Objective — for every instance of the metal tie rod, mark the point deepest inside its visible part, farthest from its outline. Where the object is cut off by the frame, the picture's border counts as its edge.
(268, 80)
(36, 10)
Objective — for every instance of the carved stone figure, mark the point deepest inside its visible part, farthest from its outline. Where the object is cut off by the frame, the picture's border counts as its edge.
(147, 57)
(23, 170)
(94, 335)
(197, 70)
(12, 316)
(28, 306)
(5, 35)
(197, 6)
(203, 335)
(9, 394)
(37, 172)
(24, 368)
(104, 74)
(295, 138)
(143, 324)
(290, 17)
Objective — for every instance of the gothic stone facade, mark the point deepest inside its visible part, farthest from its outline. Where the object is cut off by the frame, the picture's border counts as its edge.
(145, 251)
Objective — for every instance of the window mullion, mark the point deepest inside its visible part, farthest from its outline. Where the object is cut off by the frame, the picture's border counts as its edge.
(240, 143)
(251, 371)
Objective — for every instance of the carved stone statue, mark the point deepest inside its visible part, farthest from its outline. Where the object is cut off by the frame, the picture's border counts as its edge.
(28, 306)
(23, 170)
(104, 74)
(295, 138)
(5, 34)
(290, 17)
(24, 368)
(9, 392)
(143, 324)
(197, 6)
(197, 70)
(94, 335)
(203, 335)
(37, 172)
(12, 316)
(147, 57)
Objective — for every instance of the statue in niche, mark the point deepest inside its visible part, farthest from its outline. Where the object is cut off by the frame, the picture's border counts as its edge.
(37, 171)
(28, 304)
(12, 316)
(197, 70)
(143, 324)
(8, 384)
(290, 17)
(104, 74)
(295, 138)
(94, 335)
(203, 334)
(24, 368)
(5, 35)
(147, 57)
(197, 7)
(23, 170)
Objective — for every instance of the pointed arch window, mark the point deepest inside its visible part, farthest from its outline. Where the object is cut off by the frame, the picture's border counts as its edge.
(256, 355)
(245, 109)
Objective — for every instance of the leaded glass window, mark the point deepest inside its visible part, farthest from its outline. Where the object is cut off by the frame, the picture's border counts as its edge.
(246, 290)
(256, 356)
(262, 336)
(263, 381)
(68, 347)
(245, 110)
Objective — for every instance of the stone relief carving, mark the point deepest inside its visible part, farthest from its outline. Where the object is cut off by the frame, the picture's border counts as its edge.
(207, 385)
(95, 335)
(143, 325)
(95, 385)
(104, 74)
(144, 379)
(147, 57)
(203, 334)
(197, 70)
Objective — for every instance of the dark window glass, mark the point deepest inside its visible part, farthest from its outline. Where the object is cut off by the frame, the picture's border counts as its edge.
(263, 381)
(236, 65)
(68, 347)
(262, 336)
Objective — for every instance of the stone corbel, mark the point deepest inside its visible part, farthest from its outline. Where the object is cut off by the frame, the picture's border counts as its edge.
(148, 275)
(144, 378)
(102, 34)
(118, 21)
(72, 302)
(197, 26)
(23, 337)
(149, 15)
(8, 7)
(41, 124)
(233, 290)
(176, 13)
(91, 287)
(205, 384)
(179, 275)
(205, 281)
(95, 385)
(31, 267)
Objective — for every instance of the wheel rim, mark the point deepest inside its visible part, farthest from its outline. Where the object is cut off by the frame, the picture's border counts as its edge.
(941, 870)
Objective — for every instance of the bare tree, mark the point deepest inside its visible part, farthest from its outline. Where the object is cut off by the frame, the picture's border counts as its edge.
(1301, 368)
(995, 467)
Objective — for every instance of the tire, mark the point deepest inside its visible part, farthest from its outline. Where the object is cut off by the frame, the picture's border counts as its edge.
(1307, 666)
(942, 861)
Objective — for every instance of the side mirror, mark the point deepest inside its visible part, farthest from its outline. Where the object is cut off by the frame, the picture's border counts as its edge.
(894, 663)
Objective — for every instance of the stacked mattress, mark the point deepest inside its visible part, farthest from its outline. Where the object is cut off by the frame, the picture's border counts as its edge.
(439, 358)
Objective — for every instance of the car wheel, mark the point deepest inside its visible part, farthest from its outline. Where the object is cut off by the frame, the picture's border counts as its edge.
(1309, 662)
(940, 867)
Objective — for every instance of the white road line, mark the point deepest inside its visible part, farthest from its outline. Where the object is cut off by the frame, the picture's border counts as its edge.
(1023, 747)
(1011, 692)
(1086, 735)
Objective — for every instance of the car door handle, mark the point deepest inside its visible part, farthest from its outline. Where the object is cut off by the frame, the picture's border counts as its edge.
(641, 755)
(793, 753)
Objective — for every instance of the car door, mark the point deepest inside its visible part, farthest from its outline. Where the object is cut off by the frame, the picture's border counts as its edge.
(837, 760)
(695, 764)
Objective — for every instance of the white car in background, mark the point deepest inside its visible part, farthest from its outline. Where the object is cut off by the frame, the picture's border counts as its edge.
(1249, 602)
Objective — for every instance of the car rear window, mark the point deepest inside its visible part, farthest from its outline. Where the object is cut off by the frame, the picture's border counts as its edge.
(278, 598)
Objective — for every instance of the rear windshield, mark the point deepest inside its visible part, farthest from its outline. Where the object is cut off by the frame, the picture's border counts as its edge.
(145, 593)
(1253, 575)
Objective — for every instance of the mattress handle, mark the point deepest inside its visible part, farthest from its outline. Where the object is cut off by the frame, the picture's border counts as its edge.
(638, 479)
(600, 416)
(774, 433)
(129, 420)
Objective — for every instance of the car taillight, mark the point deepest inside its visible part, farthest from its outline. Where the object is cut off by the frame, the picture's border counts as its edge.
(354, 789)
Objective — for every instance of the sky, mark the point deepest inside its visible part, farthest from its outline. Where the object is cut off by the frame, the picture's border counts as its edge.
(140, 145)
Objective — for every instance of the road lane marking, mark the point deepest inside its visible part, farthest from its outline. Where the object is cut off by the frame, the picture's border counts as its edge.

···

_EXERCISE INSTRUCTIONS_
Copy every one of the rows above word for word, with no changes.

_TASK RESULT_
Objective — for every instance of the metal tie rod, mark the point deepest inside its visible part, farthest from its outline. Where the object is cut off by the frame, the picture's border counts as its edge.
(268, 80)
(36, 10)
Objective — for every instance of the carved stone figure, mark the point deepest inside its visible part, farthest from its outline. Where the object is cut off by the frame, the picture's border counts as its edge.
(147, 57)
(23, 170)
(94, 335)
(197, 70)
(12, 316)
(28, 306)
(5, 35)
(197, 6)
(203, 335)
(9, 394)
(37, 172)
(24, 368)
(104, 74)
(295, 138)
(143, 324)
(290, 17)
Objective — for every instance of the gothic stone facade, mark the point deepest inside its visible part, farthest from its outline. Where the object is cut off by the frame, the picture's border counts as its edge.
(145, 251)
Objective — for every instance of the window mullion, mark the point deepest inside its visible part, farthest from its outline. Where the object is cut off by the frame, the picture's border counts as its edge.
(240, 143)
(251, 371)
Objective — for every instance of the carved stone statue, mark the point deepest inside its visible part, farthest from its outline. Where the object is cut off by the frame, the picture's border counts as its edge.
(28, 306)
(23, 170)
(104, 74)
(295, 138)
(5, 34)
(290, 17)
(24, 368)
(9, 392)
(143, 324)
(197, 6)
(197, 70)
(94, 335)
(203, 335)
(37, 172)
(12, 316)
(147, 57)
Objective — for every instance of the statue in niche, mark the point deepest inside its visible part, farthest from its outline. Where the object is cut off by the frame, the picture's border counts as its edge.
(37, 171)
(28, 304)
(12, 316)
(197, 70)
(143, 324)
(8, 384)
(290, 17)
(104, 74)
(295, 138)
(94, 335)
(203, 334)
(24, 368)
(5, 35)
(147, 57)
(197, 7)
(23, 170)
Objective — for every instance of the pointed arch window, mark the point deepest inside its visible part, farthest from its outline. Where the object is cut off by the frame, the picture's border counts as its edge.
(256, 355)
(245, 109)
Objective — for every instance of the leaded glass window, mark the point deepest inside its visible part, farthest from its outline. Where the object is cut off by the frame, the picture's border counts as its edge.
(246, 290)
(256, 356)
(262, 336)
(263, 381)
(68, 347)
(245, 110)
Objective — for every instance of the stone relief carving, mark the point deepest inside its visible part, farthest from its outline. Where the object is cut off by the frame, the picture's border counts as its edge.
(207, 385)
(95, 335)
(143, 325)
(95, 385)
(104, 74)
(144, 379)
(147, 57)
(203, 334)
(197, 70)
Objective — for every instance of the dark window glass, mark the point deepest inside its visible part, farthest from its outline. Where the object is cut off by the frame, the picture's border counts as its edge.
(263, 381)
(236, 65)
(68, 347)
(262, 336)
Objective — for every instance of the stone corbel, mark the point deepest inside its visible part, farthest from its outline. Where the object is cut off by the frame, the picture's border counts as its edge.
(148, 275)
(144, 378)
(102, 34)
(118, 21)
(72, 302)
(197, 26)
(23, 337)
(149, 15)
(8, 7)
(41, 124)
(233, 290)
(176, 13)
(91, 287)
(205, 384)
(179, 275)
(205, 281)
(95, 385)
(31, 267)
Objective — for every instance of the wheel rim, mark the point deepest inside its visible part, farthest from its outline. Where the object is cut off by the frame, the picture's border counts as its edge.
(941, 870)
Objective — for every instance of the bare tree, mark the point deepest inside its visible part, farthest from its outline. Where the object is cut off by the frame, the picture's border counts as its edge.
(1301, 368)
(995, 467)
Objective — for every instance of the tire, mark the point deepest inside its visible part, farthest from its outline. Where the object is cut off by the frame, the picture's border counts as its edge.
(1307, 666)
(942, 861)
Objective — for every instance of the side mirror, mark the point deepest inside its visible part, farthest from its outline. Where the object is cut off by the frame, the picture's border counts as its edge.
(894, 663)
Objective — for every instance of the stacked mattress, mark the point deepest inside its visible part, farthest from its outline. Where the object is cut off by the frame, the picture's border counts as its edge.
(439, 358)
Objective — for every instance of the car wheel, mark the point deepest inside its visible part, farthest from its outline. Where the object is cut off by the frame, the picture's border counts as its edge.
(1309, 662)
(940, 867)
Objective — for every instance of the white road line, mark the point deepest inside its visible part, farthest from its outline. Where the object is cut off by the frame, the picture's border counts as its edge.
(1023, 747)
(1011, 692)
(1086, 735)
Objective — for every instance of the car door handle, mark the point deepest inside its visible part, farthest from its outline. Where the object is cut off by the frame, the picture's border counts as its edge.
(641, 755)
(793, 753)
Objective — for every instance of the car door, mark the point deepest inside its visible part, farthest from its outline. Where the object is cut off by the frame, the picture's border counts as its edge.
(837, 760)
(695, 764)
Objective — for every instance of the white car in background, mark the point deepest inside its visible part, farthest from its outline. Where the object is cut off by the frame, the picture's border counts as its edge.
(1249, 602)
Objective — for every instance of the car rear window, mark the point deepest inside its visible part, farthest from its outline. Where the object is cut off by the frame, the picture's border counts as its edge.
(278, 598)
Objective — for every instance of the rear windshield, mark the point deepest inside its visible part, farthest from its outline. Where the object is cut off by the frame, the picture's border counts as its edge.
(145, 593)
(1253, 575)
Objective — for every instance of the mattress handle, mark the point deepest inside its visible part, farthest from its outline. Where the object is cut off by the frame, the picture's border counts as its edge.
(638, 479)
(600, 416)
(774, 433)
(129, 420)
Objective — for every instance of the car taillight, mark the point deepest inside its visible part, farthest from its outline. Where the object is cut off by the frame, the picture's border counts as its edge.
(354, 789)
Objective — for every instance of the sky, mark the point deepest inside its visible part, farthest from its outline. Where the object is cut off by the frame, the picture's border counts as its edge.
(140, 145)
Objective — for every instance of the road lane marking, mark the point deepest inside its visible part, farthest from its outline. Where the object is cut off by the frame, the picture's border counts as its edge.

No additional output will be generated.